**Consegna 1**:
Traduci in inglese questa frase della pagina: "Seguendo le disposizioni della politica dettata dal direttore editoriale Jim Shooter, che chiedeva solo storie della durata di un mese, dopo l’abbandono di Roger Stern e John Byrne la collana del Capitano presentò ben cinque one-shot di fila, con il vantaggio – soprattutto per il cosiddetto lettore occasionale – di poter gustare ogni volta una storia con un inizio e una fine precisi, senza il problema di dover capire cosa fosse successo negli albi precedenti."
**Consegna 2**:
Secondo la pagina, per quanti numeri DeMatteis e Zeck lavorarono insieme sulla testata?
**Consegna 3**:
Indica se ciascuna affermazione concorda con la pagina, rispondendo sì o no e citando le parole decisive: (a) nel 1979 Jim Shooter chiese a DeMatteis una storia con l’attore Reb Brown; (b) i numeri 265/266 furono sceneggiati da Chris Claremont; (c) i cinque one-shot uscirono sui numeri da 256 a 260.

**Pagina**:
Seguendo le disposizioni della politica dettata dal direttore editoriale Jim Shooter, che chiedeva solo storie della durata di un mese, dopo l’abbandono di Roger Stern e John Byrne la collana del Capitano presentò ben cinque one-shot di fila, con il vantaggio – soprattutto per il cosiddetto lettore occasionale – di poter gustare ogni volta una storia con un inizio e una fine precisi, senza il problema di dover capire cosa fosse successo negli albi precedenti.
E così, sui numeri da 256 a 260 (aprile/agosto 1981) si alternarono diversi sceneggiatori (Bill Mantlo, Mike W. Barr, Chris Claremont, David Michelinie, Al Milgrom e lo stesso Jim Shooter) e disegnatori (Gene Colan, Lee Elias, Mike Zeck e Alan Kupperberg).
La situazione cambiò quando venne finalmente trovato un nuovo team creativo stabile, costituito da due giovani autori ai primi passi della loro carriera, John (o Jean) Marc DeMatteis e Mike Zeck, che lavorarono insieme sulla testata per ben 28 numeri (dal settembre 1981 al gennaio 1984), solo occasionalmente intervallati da brevi storie di altri (precisamente i numeri 265/266, 271 e 273/274, tutti sceneggiati da David Kraft, con i disegni di Zeck e Kupperberg).
A proposito di J.M. DeMatteis (che sarebbe poi diventato celebre con i capolavori “ragneschi” L’ultima caccia di Kraven e Il bambino dentro), si racconta che nel 1979, da poco entrato alla Marvel, ricevette la richiesta da parte di Jim Shooter di elaborare una storia che coinvolgesse il Capitan America dei fumetti e l’attore Reb Brown, che aveva interpretato l’eroe in un film per la TV andato in onda quel medesimo anno (film, peraltro, assolutamente da dimenticare).

**Righe di dati**:
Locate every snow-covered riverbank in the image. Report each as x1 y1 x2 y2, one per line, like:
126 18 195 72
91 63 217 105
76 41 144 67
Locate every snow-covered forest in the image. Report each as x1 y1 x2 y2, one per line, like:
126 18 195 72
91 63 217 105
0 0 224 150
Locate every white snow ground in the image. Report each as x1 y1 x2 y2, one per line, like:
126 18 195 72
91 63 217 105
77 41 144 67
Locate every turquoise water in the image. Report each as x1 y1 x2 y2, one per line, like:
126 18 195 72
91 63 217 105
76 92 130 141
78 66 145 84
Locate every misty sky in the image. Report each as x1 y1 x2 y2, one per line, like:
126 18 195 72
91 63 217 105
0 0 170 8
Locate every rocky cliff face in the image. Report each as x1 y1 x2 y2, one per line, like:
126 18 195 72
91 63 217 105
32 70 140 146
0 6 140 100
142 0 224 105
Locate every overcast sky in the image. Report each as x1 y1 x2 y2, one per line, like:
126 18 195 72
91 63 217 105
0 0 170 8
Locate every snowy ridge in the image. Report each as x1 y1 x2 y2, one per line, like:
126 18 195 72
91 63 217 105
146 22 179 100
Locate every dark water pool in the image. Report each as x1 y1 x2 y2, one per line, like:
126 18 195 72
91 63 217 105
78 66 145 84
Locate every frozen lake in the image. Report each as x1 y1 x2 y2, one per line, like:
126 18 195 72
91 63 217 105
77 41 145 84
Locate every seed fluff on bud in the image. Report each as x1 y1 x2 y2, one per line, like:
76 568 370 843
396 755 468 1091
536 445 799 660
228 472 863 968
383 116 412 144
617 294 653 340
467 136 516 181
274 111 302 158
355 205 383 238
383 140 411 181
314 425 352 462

**Risposta 1**:
Following the directives of the policy set by editor-in-chief Jim Shooter, who called for stories lasting only one month, after the departure of Roger Stern and John Byrne the Captain's series presented no fewer than five one-shots in a row, with the advantage, especially for the so-called casual reader, of being able to enjoy each time a story with a clear beginning and end, without the trouble of having to figure out what had happened in the previous issues.

**Risposta 2**:
Per 28 numeri, dal settembre 1981 al gennaio 1984.

**Risposta 3**:
(a) Sì: «ricevette la richiesta da parte di Jim Shooter di elaborare una storia che coinvolgesse il Capitan America dei fumetti e l’attore Reb Brown».
(b) No: «tutti sceneggiati da David Kraft».
(c) Sì: «sui numeri da 256 a 260 (aprile/agosto 1981)».